Hyperspectral drift, QAQC and Spectral Alignment
- 2 minutes read - 369 wordsHi Everyone,
I would like to make a short comment on drift of the wavelength features in hyperspectral instruments and cross instrument calibration.
For the sake of my sanity and yours I’m only going to address wavelength position/alignment, spectral resolution is a slightly separate issue.
The first point of clarification is that the wavelength standards have a dual purpose:
- to monitor the performance of the instrument and drift
- to allow you to correct the position of the spectral features to a known energy.
Secondly calibration pucks should be:
- spectralon
- doped spectralon
- mylar If you have high performance requirements add 1-3 grey reference disks.
The utility of using rocks in the reference set is low, as their inherent variability makes using the spectra difficult.
To demonstrate we will correct the spectra between two of the most different hylogger instruments the one at the NTGS and the other at GSSA using their QAQC test rocks.
To be clear these instruments are very well calibrated so the adjustment is minimal.
Also the NIR calibration puck is quite different between these two instruments, which makes the correction less reliable than it should be.
To do this correction properly you should use the same set of calibration discs with each instrument.

• Records provided:
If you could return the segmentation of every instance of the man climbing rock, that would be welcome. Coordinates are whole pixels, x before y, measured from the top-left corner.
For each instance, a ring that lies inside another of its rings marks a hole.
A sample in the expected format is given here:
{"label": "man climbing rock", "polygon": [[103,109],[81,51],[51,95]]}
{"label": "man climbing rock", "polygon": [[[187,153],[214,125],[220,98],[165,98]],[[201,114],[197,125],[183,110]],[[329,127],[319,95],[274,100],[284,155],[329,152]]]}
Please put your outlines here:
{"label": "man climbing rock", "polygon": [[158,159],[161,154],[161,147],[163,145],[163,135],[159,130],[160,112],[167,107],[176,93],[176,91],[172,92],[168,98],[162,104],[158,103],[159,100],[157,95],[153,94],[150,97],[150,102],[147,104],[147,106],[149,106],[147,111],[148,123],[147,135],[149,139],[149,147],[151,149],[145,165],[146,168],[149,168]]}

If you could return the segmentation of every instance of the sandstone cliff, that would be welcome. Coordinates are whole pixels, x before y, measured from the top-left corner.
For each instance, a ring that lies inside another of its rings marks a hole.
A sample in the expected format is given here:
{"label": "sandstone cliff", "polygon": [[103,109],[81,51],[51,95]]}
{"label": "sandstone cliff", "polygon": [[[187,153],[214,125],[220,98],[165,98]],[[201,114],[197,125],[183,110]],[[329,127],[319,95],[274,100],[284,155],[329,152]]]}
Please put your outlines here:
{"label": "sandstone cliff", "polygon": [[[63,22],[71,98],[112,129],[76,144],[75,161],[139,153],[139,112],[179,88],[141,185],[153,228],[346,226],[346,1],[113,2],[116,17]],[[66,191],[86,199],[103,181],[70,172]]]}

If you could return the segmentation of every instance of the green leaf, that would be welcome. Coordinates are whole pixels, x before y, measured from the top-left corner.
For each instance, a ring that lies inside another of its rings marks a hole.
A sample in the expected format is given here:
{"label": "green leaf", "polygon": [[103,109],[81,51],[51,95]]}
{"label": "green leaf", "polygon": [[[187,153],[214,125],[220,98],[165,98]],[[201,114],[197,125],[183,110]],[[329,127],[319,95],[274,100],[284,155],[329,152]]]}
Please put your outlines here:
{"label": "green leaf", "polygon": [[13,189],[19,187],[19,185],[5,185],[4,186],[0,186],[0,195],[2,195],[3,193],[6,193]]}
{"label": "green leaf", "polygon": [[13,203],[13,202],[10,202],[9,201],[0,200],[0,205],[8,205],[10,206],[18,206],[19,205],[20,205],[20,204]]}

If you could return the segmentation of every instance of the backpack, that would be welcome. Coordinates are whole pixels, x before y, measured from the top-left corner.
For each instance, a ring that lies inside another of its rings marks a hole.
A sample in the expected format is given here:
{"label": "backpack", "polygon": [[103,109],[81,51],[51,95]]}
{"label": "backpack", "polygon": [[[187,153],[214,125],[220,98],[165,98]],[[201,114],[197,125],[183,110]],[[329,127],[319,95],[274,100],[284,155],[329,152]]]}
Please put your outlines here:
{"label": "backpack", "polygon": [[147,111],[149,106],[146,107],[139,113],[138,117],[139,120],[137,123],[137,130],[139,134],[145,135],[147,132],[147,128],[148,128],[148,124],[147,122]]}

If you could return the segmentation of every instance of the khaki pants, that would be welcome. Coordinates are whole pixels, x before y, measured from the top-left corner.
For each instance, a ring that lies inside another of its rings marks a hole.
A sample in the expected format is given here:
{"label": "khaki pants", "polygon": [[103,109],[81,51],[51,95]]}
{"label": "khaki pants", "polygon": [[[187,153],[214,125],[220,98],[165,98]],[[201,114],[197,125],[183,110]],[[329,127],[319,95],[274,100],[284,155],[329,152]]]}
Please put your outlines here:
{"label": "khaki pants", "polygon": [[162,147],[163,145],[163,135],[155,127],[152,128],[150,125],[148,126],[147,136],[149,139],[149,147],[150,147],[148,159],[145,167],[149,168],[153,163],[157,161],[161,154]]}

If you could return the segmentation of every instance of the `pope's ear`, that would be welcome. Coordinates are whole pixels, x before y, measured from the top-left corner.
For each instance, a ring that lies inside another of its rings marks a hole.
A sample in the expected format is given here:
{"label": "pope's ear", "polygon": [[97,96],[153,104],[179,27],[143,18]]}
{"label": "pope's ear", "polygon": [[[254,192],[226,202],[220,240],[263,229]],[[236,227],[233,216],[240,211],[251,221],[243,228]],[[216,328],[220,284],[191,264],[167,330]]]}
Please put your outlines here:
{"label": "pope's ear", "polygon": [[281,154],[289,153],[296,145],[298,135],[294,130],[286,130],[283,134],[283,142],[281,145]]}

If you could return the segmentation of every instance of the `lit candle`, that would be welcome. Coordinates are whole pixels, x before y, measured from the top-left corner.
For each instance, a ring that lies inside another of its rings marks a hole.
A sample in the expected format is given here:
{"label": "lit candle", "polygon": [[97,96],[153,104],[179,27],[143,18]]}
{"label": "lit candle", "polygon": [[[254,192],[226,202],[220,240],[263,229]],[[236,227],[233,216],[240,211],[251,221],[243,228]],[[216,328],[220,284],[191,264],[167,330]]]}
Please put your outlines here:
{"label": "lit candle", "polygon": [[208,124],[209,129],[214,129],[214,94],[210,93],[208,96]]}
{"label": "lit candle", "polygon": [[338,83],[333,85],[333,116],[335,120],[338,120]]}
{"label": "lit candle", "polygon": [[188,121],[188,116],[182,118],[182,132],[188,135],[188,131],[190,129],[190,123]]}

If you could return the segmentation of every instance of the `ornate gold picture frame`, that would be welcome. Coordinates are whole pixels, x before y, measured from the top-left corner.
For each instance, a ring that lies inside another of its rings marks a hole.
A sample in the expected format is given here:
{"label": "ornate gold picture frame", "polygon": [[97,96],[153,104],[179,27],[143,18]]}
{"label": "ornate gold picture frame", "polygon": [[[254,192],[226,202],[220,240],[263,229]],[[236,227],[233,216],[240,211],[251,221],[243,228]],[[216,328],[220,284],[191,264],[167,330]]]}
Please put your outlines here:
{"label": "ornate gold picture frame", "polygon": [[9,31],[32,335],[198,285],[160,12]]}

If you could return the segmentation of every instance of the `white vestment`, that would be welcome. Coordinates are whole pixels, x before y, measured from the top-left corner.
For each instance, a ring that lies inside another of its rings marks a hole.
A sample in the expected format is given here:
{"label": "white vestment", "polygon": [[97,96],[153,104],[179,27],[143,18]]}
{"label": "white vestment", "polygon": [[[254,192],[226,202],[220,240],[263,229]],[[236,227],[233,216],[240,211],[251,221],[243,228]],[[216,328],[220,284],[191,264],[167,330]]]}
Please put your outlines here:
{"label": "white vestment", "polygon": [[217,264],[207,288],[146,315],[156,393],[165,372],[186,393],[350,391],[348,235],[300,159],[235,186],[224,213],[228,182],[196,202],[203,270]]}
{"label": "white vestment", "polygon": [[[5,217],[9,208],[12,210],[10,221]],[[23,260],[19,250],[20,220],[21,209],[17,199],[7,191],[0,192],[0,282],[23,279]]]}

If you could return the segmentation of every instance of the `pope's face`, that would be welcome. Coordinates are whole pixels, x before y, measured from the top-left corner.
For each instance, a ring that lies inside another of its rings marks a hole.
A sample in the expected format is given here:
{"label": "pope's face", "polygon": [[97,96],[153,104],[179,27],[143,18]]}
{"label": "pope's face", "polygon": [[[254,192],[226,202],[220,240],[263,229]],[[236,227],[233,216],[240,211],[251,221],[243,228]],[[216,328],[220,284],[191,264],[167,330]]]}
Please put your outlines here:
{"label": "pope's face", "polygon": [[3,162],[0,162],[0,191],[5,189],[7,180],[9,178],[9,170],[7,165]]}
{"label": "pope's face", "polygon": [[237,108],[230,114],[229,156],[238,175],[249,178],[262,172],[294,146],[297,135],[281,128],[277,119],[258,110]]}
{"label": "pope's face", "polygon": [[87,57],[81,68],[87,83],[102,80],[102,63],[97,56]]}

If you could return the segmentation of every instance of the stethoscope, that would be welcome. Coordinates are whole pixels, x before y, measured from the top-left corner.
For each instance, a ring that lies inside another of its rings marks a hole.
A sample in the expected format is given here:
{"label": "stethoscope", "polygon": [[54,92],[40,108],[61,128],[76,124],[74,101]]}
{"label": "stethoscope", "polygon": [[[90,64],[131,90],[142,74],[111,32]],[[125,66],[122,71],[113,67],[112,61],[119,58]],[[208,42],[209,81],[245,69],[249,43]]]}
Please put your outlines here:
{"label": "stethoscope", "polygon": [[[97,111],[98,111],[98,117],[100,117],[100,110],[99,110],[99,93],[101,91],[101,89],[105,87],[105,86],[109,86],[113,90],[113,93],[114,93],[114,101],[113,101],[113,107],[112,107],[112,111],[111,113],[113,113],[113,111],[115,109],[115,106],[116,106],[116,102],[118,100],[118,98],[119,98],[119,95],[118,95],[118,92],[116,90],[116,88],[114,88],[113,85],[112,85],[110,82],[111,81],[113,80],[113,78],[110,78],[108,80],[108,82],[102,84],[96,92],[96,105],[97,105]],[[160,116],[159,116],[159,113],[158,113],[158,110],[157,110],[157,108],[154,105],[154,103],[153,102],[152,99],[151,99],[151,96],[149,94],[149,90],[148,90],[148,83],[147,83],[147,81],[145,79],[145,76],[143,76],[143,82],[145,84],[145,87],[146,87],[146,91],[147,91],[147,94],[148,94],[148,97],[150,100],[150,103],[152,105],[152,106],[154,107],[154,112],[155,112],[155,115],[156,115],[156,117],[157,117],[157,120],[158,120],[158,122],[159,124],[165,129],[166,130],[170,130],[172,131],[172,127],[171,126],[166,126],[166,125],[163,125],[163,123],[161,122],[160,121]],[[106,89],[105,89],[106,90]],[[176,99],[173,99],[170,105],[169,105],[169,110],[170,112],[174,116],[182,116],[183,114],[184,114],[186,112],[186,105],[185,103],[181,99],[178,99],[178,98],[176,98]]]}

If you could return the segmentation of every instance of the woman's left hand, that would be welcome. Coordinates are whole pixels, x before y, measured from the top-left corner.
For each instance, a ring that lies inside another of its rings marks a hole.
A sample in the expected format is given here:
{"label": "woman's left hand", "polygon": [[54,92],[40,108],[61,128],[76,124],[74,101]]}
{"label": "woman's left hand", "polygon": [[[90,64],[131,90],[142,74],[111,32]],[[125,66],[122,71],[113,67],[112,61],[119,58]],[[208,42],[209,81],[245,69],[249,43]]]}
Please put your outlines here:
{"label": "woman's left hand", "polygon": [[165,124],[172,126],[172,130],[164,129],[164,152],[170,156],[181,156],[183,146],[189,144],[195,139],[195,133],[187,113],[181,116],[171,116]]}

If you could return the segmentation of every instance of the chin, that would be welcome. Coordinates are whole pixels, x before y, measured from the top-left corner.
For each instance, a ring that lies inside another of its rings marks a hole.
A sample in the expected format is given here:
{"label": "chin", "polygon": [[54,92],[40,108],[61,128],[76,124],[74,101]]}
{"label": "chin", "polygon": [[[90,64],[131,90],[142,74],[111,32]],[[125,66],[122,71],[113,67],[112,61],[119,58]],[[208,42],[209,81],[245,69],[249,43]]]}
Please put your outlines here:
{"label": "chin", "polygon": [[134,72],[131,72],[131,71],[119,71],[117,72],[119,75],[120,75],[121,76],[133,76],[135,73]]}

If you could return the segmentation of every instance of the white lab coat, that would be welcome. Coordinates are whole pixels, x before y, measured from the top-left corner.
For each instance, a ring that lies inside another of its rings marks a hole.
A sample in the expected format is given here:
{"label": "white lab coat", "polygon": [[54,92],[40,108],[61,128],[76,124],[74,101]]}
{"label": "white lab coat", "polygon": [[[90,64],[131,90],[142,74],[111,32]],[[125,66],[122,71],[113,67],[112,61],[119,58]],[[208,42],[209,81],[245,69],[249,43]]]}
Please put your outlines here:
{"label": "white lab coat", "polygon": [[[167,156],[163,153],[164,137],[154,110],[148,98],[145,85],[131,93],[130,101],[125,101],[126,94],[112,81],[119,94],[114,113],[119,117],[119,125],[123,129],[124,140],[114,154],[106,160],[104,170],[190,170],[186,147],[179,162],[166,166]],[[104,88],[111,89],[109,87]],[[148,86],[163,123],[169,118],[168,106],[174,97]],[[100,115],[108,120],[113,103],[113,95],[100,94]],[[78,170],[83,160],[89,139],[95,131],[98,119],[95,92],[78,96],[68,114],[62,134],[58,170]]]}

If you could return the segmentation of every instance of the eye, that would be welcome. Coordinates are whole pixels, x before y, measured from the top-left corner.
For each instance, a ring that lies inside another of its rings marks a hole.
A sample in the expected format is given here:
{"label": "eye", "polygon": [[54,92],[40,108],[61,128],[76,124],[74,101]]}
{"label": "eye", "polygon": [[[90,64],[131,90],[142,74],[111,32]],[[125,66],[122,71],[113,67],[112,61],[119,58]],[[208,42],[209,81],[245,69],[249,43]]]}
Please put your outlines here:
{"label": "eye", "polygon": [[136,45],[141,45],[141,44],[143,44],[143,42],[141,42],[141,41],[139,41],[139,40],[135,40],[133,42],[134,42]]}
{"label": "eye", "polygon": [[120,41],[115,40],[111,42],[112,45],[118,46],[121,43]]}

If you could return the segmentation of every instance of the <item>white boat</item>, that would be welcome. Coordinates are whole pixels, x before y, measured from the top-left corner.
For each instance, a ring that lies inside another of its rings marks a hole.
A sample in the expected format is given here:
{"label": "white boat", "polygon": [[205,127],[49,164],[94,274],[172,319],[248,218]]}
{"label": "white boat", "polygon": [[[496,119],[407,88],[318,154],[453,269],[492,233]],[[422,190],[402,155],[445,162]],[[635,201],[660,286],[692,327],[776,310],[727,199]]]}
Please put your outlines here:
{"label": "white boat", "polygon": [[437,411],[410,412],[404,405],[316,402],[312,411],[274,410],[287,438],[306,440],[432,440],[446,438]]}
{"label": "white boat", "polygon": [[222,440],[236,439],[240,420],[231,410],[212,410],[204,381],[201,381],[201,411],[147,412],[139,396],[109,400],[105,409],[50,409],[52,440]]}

• Tasks to carry out:
a – In the hyperspectral drift post, which two instruments are used to demonstrate the spectral correction?
b – Write out the hyperspectral drift post from "Secondly calibration pucks" up to and including "the spectra difficult.".
c – List the materials that the hyperspectral drift post says calibration pucks should be made of.
You can complete the work without the entries.

• Solutions for each task:
a – The two hylogger instruments, one at the NTGS and the other at GSSA.

b –
Secondly calibration pucks should be:
- spectralon
- doped spectralon
- mylar If you have high performance requirements add 1-3 grey reference disks.
The utility of using rocks in the reference set is low, as their inherent variability makes using the spectra difficult.

c –
- spectralon
- doped spectralon
- mylar